Talk:Disjoint union

The foundation article should be thoroughly explained making the thing considerd unknown to the reader clearer. The matter is very tricky in maths.
To my mind, after reading plenty of very well written Wikipedia entries on sets and logic, WE NEED to add examples to make the text a quality information source, no matter how stupid or primitive these explanations may ever seem. Here disjoint union versus exclusive or difference should be covered straight away in the main article.
We do not need to feel ashamed giving simple examples from life, on the contrary.--Capekm (talk) 15:07, 6 April 2012 (UTC)

I don't know what a disjoint union of sets is.

According to this Open University article, "In general, the disjoint union of sets X and Y ... is the set consisting of all items that are either from X or from Y [but not both]", so it's an exclusive-or operation on sets?

Kfor (talk) 20:02, 1 February 2008 (UTC)

It's not the same as an exclusive-or: if X and Y are sets with cardinality a and b repsectively, then their disoint union always has cardinality a+b. The OU article you refer to has two sets that have no elements in common (empty intersection - so they are disjoint sets), and the disjoint union of two sets is the ordinary union if they are already disjoint. The difficulty arises when the two sets are not disjoint - so to form their disjoint union some trick must be played. There are several ways to describe this, and the article does one of those. But I do think it could be clearer. Simplifix (talk) 23:10, 13 February 2008 (UTC)

### ENTRIES
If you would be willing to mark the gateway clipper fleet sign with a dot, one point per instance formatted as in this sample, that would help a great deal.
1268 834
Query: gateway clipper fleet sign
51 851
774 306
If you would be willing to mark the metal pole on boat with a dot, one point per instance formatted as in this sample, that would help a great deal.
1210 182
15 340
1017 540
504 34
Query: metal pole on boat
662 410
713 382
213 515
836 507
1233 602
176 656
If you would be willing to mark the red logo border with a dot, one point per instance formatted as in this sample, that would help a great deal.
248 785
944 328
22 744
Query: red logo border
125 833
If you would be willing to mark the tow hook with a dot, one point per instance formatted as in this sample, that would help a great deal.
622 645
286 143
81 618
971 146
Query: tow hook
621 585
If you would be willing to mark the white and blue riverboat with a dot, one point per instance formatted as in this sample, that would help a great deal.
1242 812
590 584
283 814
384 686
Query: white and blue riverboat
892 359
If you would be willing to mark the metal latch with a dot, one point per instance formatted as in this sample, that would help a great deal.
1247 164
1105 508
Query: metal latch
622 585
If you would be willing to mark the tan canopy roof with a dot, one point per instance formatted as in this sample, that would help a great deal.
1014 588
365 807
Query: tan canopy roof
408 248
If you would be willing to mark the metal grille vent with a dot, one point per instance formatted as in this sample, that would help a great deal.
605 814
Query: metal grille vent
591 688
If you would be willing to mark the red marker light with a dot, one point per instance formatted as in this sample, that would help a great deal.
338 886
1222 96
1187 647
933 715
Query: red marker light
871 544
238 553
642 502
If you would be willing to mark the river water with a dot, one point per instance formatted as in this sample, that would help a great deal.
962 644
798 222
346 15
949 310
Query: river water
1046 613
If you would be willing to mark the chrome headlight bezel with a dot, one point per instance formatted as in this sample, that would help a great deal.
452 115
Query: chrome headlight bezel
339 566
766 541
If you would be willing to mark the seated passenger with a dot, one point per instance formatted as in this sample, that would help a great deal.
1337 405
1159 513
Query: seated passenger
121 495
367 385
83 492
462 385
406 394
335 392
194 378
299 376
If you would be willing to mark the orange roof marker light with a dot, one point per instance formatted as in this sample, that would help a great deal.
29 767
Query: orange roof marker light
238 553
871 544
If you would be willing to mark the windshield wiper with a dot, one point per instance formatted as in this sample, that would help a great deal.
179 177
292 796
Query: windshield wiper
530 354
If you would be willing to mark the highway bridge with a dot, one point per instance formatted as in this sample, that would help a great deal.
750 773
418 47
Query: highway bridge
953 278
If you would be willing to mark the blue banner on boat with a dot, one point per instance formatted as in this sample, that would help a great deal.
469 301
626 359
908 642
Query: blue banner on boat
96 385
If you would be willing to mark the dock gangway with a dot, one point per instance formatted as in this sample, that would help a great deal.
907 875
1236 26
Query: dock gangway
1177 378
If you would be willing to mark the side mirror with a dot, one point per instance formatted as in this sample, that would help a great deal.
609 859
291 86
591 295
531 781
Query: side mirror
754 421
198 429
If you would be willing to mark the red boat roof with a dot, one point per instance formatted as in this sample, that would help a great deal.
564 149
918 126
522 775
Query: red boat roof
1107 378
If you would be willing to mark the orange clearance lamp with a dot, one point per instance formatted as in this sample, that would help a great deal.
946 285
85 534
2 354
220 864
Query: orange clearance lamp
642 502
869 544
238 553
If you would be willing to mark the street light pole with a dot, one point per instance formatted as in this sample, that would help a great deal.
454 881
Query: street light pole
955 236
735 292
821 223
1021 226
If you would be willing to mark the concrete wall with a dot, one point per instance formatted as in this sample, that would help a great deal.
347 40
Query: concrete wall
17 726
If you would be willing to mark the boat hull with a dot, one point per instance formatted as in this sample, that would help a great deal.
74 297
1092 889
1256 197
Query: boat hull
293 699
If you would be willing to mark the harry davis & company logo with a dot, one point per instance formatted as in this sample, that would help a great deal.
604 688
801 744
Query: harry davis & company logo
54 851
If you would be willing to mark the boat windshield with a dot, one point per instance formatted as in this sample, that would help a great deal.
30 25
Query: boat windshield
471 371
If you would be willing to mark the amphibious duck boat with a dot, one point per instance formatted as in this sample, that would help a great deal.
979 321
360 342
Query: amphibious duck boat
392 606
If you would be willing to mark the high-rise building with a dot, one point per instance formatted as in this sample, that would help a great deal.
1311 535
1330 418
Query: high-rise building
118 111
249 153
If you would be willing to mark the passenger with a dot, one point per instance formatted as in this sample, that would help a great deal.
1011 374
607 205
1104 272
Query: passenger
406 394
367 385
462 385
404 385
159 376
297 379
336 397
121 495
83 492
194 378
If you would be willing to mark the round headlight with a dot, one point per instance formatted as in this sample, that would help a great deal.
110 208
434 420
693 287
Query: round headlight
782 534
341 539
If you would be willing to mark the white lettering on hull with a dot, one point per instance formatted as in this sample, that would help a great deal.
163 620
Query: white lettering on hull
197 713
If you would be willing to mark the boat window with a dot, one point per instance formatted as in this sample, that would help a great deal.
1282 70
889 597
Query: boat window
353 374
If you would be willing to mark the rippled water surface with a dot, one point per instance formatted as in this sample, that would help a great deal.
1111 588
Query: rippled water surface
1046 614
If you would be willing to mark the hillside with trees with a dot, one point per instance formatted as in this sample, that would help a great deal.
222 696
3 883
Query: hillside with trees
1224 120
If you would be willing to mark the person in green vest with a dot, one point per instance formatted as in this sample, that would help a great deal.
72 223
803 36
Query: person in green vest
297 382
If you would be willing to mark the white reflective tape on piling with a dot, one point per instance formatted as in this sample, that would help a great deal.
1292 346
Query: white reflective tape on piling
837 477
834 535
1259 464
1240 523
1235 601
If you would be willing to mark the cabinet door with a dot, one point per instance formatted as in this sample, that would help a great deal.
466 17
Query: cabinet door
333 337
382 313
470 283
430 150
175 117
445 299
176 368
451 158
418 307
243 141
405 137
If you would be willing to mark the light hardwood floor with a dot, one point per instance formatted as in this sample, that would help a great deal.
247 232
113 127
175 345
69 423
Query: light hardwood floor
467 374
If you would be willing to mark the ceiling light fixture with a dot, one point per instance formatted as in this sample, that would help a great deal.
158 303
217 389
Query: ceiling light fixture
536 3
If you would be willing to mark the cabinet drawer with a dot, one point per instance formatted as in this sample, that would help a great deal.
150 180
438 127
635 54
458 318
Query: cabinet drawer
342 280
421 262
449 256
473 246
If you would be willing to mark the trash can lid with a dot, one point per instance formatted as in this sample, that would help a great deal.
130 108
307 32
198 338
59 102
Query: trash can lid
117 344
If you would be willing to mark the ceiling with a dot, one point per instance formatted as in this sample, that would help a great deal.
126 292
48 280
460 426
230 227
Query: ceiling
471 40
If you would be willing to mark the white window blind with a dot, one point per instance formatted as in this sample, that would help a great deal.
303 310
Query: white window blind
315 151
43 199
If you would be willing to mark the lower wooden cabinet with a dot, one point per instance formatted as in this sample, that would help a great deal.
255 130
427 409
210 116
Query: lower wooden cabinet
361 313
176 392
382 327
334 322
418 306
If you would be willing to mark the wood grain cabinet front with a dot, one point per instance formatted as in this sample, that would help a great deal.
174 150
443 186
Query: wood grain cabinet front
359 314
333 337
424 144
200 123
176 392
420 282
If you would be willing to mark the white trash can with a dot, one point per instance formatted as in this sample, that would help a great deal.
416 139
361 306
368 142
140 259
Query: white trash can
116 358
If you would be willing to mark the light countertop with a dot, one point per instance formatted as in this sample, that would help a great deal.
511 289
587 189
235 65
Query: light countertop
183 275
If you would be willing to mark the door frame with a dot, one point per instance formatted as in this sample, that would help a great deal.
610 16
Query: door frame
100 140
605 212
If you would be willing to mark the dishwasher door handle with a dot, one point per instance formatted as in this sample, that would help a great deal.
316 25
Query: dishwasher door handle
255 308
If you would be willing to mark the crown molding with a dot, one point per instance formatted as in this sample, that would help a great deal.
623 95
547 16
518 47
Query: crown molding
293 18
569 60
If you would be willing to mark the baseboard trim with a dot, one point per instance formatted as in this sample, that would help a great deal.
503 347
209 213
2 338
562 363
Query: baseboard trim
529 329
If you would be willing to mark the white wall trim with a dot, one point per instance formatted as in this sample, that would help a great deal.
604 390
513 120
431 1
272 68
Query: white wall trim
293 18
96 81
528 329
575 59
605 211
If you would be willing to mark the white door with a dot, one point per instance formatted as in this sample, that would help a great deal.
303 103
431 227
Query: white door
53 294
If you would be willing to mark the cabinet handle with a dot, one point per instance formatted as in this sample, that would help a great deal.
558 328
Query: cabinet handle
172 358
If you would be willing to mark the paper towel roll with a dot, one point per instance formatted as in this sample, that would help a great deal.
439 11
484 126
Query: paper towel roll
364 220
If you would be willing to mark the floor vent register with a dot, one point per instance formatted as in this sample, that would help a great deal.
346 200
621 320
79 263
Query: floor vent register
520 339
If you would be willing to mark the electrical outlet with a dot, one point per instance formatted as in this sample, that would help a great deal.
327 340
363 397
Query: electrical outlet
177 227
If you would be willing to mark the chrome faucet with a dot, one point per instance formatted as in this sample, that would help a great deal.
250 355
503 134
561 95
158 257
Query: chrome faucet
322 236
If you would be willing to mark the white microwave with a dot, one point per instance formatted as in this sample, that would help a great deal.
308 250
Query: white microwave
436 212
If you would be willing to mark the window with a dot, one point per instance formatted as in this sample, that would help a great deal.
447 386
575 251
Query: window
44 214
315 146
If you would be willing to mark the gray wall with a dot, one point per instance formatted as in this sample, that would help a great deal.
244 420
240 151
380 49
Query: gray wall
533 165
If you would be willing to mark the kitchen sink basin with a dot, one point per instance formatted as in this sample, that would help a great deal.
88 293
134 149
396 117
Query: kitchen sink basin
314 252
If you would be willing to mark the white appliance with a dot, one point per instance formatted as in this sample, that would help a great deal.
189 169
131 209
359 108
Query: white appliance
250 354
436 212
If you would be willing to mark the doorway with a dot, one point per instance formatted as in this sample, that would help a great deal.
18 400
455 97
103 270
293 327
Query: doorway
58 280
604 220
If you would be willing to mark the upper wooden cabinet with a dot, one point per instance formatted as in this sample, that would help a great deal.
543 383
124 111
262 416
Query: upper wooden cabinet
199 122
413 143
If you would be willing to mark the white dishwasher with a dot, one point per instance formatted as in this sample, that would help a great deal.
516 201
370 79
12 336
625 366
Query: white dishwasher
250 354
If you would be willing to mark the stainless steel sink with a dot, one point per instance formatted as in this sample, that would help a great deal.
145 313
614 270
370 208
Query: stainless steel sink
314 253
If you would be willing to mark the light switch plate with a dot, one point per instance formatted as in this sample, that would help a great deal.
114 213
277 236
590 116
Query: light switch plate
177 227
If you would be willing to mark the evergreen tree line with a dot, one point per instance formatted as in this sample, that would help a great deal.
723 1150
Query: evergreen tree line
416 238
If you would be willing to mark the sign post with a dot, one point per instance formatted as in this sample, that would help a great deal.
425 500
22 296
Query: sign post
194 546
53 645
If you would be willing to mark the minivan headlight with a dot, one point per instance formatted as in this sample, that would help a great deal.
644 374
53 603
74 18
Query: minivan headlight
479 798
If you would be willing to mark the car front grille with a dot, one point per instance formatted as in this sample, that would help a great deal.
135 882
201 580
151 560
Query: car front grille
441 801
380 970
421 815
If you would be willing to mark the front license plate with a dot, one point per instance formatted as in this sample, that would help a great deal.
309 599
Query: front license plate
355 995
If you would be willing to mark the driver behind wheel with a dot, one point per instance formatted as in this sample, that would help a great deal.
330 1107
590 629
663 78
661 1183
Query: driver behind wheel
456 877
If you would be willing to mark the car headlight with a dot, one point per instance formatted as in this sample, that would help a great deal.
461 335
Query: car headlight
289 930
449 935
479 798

### EXERCISE OBJECTIVE
Carry on the talk page discussion about disjoint unions from after its last comment.

### RESPONSE TO THE TASK
It appears to me that the OU article may be referring to a Tagged union which is different from this (though related). --WestwoodMatt (talk) 22:58, 25 February 2010 (UTC)

No, but the Symmetric difference seems to be. 83.237.198.221 (talk) 16:59, 14 September 2010 (UTC)

Tagged union seems to be mathematically the same as disjoint union, except in the context of computer science instead of set theory. Symmetric difference is essentially the same as exclusive or, except in the context of set theory instead of logic. The definition "...all items that are either from X or from Y [but not both]" in the above question seems to be the definition of symmetric difference, not disjoint union; i.e. it looks like the wrong definition. 69.91.135.244 (talk) 23:22, 22 February 2012 (UTC)

Example

An example is always useful for explaining things. Is it true that if A_0 = {5, 6} and A_1 = {6, 7} then the disjoint union of A_0 and A_1 is {(5,0), (6,0), (6,1), (7,1)}? If someone can confirm that, could they copy/paste that example into the text? 174.252.55.188 (talk) 19:37, 26 August 2011 (UTC)

Yes, that's correct. The point is that we add the tags 0 or 1 to all the elements in order to guarantee that any duplicated elements (e.g. the two 6's) from the original sets get counted as distinct elements in the disjoint union. 69.91.135.244 (talk) 23:09, 22 February 2012 (UTC)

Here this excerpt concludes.